» **Given task**
Write out every record in full, exactly as written, please.

(Stored items from a collection)
↓

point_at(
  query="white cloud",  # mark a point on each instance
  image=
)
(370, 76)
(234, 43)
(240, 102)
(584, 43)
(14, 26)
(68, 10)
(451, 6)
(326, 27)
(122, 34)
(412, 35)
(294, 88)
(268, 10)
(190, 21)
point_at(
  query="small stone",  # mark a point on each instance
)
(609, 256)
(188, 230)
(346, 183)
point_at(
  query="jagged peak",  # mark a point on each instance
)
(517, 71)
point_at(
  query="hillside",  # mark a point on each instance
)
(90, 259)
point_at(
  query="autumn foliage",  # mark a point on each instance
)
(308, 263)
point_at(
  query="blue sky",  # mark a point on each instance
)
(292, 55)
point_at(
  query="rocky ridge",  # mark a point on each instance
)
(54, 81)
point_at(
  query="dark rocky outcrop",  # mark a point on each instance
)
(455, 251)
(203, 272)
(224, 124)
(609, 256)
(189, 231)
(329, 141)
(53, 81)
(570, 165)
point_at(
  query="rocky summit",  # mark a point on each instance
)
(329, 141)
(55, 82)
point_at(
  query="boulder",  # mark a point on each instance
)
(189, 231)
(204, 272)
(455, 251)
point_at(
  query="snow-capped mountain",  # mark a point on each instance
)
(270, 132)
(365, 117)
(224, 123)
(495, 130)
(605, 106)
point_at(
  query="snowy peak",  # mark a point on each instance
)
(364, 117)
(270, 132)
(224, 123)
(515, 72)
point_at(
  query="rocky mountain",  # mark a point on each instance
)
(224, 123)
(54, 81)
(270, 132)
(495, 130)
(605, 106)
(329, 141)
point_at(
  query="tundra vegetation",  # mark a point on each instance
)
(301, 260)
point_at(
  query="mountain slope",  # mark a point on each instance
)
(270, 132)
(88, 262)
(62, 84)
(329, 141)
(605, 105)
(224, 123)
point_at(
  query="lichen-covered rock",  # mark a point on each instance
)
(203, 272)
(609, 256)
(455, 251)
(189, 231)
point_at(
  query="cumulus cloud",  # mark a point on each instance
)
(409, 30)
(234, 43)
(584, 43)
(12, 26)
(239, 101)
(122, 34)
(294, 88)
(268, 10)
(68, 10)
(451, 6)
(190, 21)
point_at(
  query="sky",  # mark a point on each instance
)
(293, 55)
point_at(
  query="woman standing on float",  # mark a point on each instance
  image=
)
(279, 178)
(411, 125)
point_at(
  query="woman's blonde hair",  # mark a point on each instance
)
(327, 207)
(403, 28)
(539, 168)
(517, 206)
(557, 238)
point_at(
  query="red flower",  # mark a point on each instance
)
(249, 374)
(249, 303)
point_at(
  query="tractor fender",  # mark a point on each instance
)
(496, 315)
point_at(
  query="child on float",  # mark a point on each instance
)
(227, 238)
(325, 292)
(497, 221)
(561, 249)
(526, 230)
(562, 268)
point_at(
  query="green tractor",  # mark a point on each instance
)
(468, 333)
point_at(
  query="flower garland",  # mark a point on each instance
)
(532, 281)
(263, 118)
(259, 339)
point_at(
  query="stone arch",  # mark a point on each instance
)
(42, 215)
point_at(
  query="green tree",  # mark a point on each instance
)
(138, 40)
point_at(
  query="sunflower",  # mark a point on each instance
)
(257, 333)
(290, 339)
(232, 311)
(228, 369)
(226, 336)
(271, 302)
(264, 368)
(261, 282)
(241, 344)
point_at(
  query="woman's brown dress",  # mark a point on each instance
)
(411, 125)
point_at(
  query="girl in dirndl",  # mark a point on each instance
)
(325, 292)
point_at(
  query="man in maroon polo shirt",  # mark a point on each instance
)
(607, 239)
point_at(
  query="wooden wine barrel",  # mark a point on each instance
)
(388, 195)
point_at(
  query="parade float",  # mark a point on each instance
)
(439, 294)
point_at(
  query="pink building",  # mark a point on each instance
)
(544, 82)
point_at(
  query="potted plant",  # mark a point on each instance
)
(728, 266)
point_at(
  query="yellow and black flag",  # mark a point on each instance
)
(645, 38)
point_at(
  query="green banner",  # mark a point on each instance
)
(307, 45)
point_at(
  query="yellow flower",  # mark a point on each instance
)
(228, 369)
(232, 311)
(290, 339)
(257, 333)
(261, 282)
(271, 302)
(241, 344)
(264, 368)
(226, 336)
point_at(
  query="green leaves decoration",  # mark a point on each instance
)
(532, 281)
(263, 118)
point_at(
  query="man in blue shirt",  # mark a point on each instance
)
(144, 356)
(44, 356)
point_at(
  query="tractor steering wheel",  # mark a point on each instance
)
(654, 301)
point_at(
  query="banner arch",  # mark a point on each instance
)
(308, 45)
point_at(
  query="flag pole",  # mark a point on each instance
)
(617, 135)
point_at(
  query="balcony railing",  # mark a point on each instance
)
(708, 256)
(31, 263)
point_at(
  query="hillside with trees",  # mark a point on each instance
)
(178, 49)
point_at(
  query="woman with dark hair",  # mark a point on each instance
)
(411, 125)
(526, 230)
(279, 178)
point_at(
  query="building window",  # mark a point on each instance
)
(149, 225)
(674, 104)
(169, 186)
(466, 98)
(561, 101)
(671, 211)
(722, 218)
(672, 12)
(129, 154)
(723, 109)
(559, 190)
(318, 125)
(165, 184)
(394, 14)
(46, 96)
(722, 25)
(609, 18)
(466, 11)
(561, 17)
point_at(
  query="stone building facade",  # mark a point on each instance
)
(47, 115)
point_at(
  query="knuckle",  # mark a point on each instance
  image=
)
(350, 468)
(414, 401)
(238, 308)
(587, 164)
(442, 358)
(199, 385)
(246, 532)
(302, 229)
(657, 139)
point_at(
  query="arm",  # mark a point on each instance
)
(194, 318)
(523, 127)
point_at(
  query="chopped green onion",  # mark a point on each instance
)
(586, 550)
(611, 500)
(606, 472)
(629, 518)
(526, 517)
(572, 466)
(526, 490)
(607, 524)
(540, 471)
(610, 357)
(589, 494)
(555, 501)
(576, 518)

↑

» **Result**
point_at(
  query="white cloud",  # mark a point on each instance
  image=
)
(370, 76)
(234, 43)
(240, 102)
(584, 43)
(14, 26)
(68, 10)
(451, 6)
(326, 27)
(122, 34)
(412, 35)
(294, 88)
(268, 10)
(190, 21)
point_at(
  query="small stone",  # mark a point on each instance
)
(609, 256)
(188, 230)
(346, 183)
point_at(
  query="jagged peak",  # mark a point on each instance
)
(517, 71)
point_at(
  query="hillside",  # mark a point on each instance
)
(90, 259)
point_at(
  query="autumn foliage",  # mark a point on each instance
)
(308, 263)
point_at(
  query="blue sky",  # mark a point on each instance
)
(292, 55)
point_at(
  query="rocky ridge",  # mark a point on each instance
)
(54, 81)
point_at(
  query="dark rocky outcrop",  # mark a point on each instance
)
(455, 251)
(203, 272)
(224, 124)
(609, 256)
(189, 231)
(329, 141)
(53, 81)
(570, 165)
point_at(
  query="rocky summit",  # mark a point on each instance
)
(329, 141)
(55, 82)
point_at(
  query="boulder",  # mark a point on each instance
)
(189, 231)
(204, 272)
(455, 251)
point_at(
  query="snow-capped mountain",  # mark a point on each instance
)
(270, 132)
(365, 117)
(224, 123)
(495, 130)
(605, 106)
point_at(
  query="snowy peak",  # mark a point on each instance
)
(364, 117)
(270, 132)
(224, 123)
(515, 72)
point_at(
  query="rocky mountain",  # mark a point on each instance
)
(224, 123)
(54, 81)
(270, 132)
(495, 130)
(605, 106)
(329, 141)
point_at(
  query="tundra vegetation",  # mark a point on each instance
)
(301, 260)
point_at(
  query="mountain slope",  # mark a point on each instance
)
(270, 132)
(88, 262)
(62, 84)
(329, 141)
(605, 105)
(224, 123)
point_at(
  query="lichen-covered rock",  # mark a point on each instance
)
(203, 272)
(609, 256)
(455, 251)
(189, 231)
point_at(
  query="cumulus cloud",  # mark a point on each instance
)
(409, 30)
(234, 43)
(584, 43)
(12, 26)
(239, 101)
(122, 34)
(294, 88)
(268, 10)
(68, 10)
(451, 6)
(190, 21)
point_at(
  query="sky",  # mark a point on each instance
)
(293, 55)
point_at(
  query="woman standing on float",  # mark a point on each instance
  image=
)
(279, 178)
(411, 125)
point_at(
  query="woman's blonde hair",  # mark a point on each instance
)
(327, 207)
(403, 28)
(539, 168)
(517, 206)
(557, 238)
point_at(
  query="red flower",  # mark a point on each instance
)
(249, 374)
(249, 303)
point_at(
  query="tractor fender",  # mark a point on each instance
)
(496, 315)
point_at(
  query="child on float",  # mark a point on each instance
)
(227, 238)
(325, 292)
(497, 221)
(561, 249)
(526, 230)
(562, 268)
point_at(
  query="green tractor",  # mark a point on each instance
)
(468, 333)
point_at(
  query="flower garland",  # mark a point on each instance
)
(532, 281)
(263, 118)
(259, 339)
point_at(
  query="stone arch",  # mark a point on each instance
)
(42, 215)
point_at(
  query="green tree",  # mark a point on each instance
)
(138, 40)
point_at(
  query="sunflower",  # mark a point on each instance
)
(257, 333)
(290, 339)
(232, 311)
(228, 369)
(226, 336)
(271, 302)
(264, 368)
(261, 282)
(241, 344)
point_at(
  query="woman's brown dress",  # mark a point on each instance
)
(411, 125)
point_at(
  query="girl in dirndl",  # mark a point on each instance
)
(325, 292)
point_at(
  query="man in maroon polo shirt",  # mark a point on each instance
)
(607, 239)
point_at(
  query="wooden wine barrel",  # mark a point on each instance
)
(388, 195)
point_at(
  query="parade float",  # mark a point on each instance
)
(439, 294)
point_at(
  query="pink building",  # mark a point on each instance
)
(544, 82)
point_at(
  query="potted plant",  # mark a point on each instance
)
(728, 266)
point_at(
  query="yellow and black flag",  # mark a point on each instance
)
(645, 38)
point_at(
  query="green banner",  # mark a point on each instance
)
(307, 45)
point_at(
  query="yellow flower",  # mark a point on each instance
)
(228, 369)
(232, 311)
(290, 339)
(257, 333)
(261, 282)
(271, 302)
(241, 344)
(264, 368)
(226, 336)
point_at(
  query="green leaves decoration",  # mark a point on each instance
)
(532, 281)
(263, 118)
point_at(
  query="man in blue shirt",  # mark a point on each instance
)
(144, 356)
(44, 356)
point_at(
  query="tractor steering wheel",  # mark a point on each instance
)
(654, 301)
point_at(
  query="banner arch",  # mark a point on each instance
)
(308, 45)
point_at(
  query="flag pole",  # mark a point on each instance
)
(617, 135)
point_at(
  query="balcony railing",  # mark a point on each instance
)
(708, 256)
(31, 263)
point_at(
  query="hillside with trees",  # mark a point on each instance
)
(178, 49)
point_at(
  query="woman with dark hair",  # mark a point on each instance
)
(411, 125)
(526, 230)
(279, 178)
point_at(
  query="building window",  # mark a point on each instance
)
(149, 225)
(674, 104)
(169, 186)
(466, 98)
(561, 101)
(671, 211)
(722, 218)
(672, 12)
(129, 154)
(723, 109)
(559, 190)
(318, 125)
(165, 184)
(394, 14)
(46, 96)
(722, 25)
(609, 18)
(466, 11)
(561, 17)
point_at(
  query="stone building facade",  # mark a point on each instance
)
(47, 115)
point_at(
  query="knuckle",  # mark a point on each instance
  image=
)
(350, 468)
(414, 401)
(238, 308)
(587, 164)
(442, 358)
(199, 385)
(246, 532)
(302, 229)
(657, 139)
point_at(
  query="arm",  # mark a point on each instance
)
(194, 318)
(523, 127)
point_at(
  query="chopped green onion",  # mark a point on each instance
)
(586, 550)
(611, 500)
(606, 472)
(629, 518)
(526, 517)
(572, 466)
(526, 490)
(607, 524)
(540, 471)
(610, 357)
(589, 494)
(555, 501)
(576, 518)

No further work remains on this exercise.